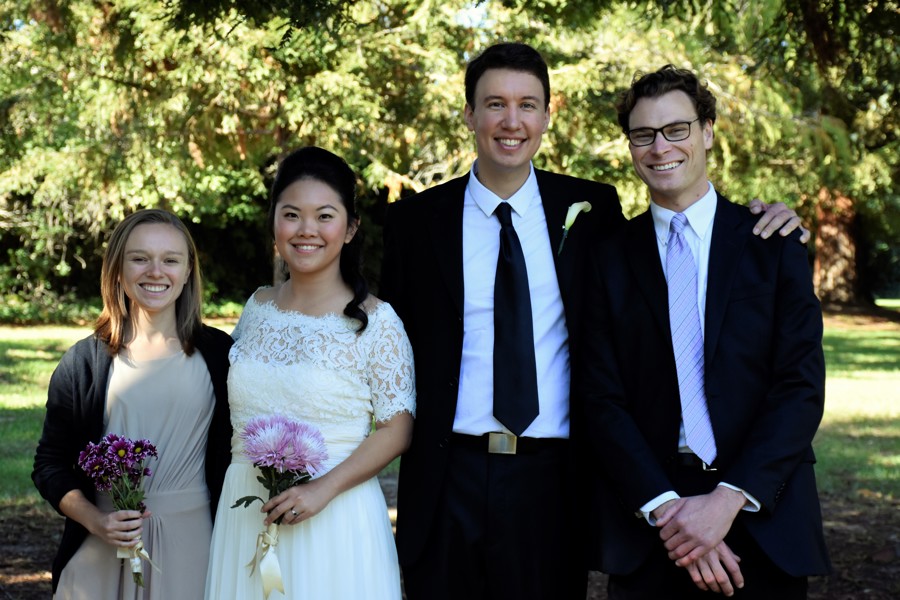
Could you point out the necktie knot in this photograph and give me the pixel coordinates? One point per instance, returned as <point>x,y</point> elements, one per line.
<point>504,214</point>
<point>678,223</point>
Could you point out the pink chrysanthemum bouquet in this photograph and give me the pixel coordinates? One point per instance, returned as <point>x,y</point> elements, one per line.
<point>287,453</point>
<point>117,466</point>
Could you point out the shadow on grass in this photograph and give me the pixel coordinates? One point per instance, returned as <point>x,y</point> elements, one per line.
<point>26,363</point>
<point>20,429</point>
<point>850,353</point>
<point>859,457</point>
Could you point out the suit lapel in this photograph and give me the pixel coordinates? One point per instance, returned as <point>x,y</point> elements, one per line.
<point>725,251</point>
<point>555,215</point>
<point>445,229</point>
<point>643,258</point>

• • •

**Task objective**
Copy the listing in full and without alteration, omitting every picture.

**In response**
Could you point out the necktie knot in this photograph and give me the pixel coordinates? One point per instance, returned as <point>x,y</point> elements, one per line.
<point>504,214</point>
<point>678,223</point>
Could you point out the pink chrysanthemum bouquet in this photograph and give me the pixel coordinates? One point per instance, returned as <point>x,y</point> elements, one per line.
<point>287,453</point>
<point>117,466</point>
Could you point out the shadow on grass in this photograph and give me the pixel coordinates? One point per instance, returned as <point>x,y</point> elements, one per line.
<point>26,363</point>
<point>20,429</point>
<point>850,353</point>
<point>859,457</point>
Could you point out the suit lapel in this photograph and give me the pixel coordinates? One point per instance, returned as <point>x,y</point> elements, one per line.
<point>725,251</point>
<point>555,215</point>
<point>445,229</point>
<point>643,258</point>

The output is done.